:: TASK STATEMENT ::
Copy the lines again, starting with the one that contains "of the beige" and going on through the last line, and keep the requests unchanged. Shift every x and y coordinate in the answers by adding 109 to it.
## START RECORDS PROVIDED
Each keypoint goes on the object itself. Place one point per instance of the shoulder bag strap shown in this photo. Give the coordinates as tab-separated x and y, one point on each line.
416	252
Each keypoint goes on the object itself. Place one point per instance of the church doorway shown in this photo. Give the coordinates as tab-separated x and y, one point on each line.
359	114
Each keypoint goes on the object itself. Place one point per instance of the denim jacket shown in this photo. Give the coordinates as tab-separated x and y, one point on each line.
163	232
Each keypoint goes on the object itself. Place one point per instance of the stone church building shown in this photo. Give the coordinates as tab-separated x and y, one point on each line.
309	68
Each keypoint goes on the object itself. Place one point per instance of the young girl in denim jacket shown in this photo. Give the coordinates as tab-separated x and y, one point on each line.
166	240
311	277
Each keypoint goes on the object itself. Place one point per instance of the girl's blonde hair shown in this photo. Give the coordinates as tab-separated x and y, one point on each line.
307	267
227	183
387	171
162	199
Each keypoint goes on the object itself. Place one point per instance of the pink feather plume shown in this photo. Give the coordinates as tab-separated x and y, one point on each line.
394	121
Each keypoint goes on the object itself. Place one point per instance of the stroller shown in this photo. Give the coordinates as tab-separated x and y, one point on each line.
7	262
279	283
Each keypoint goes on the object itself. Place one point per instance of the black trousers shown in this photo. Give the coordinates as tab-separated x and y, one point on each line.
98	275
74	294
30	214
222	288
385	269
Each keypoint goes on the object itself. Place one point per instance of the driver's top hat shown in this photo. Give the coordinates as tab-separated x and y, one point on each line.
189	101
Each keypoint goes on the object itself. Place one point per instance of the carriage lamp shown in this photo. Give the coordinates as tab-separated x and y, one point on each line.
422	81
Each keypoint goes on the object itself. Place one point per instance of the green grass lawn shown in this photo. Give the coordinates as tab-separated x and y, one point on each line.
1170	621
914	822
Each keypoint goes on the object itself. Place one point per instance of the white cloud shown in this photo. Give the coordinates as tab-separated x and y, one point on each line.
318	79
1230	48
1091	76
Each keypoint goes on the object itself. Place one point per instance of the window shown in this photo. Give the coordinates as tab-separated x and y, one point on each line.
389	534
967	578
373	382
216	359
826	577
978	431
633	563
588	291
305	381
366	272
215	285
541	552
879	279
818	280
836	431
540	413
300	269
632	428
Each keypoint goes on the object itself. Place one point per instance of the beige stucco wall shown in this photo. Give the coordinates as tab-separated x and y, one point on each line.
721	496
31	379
## END RECORDS PROVIDED
:: EXERCISE RESPONSE ::
Each keypoint goes on the object itself. Place one point per instance of the beige stucco wall shown in this photo. Give the coordinates as tab-separated x and y, one point on each line.
830	605
140	488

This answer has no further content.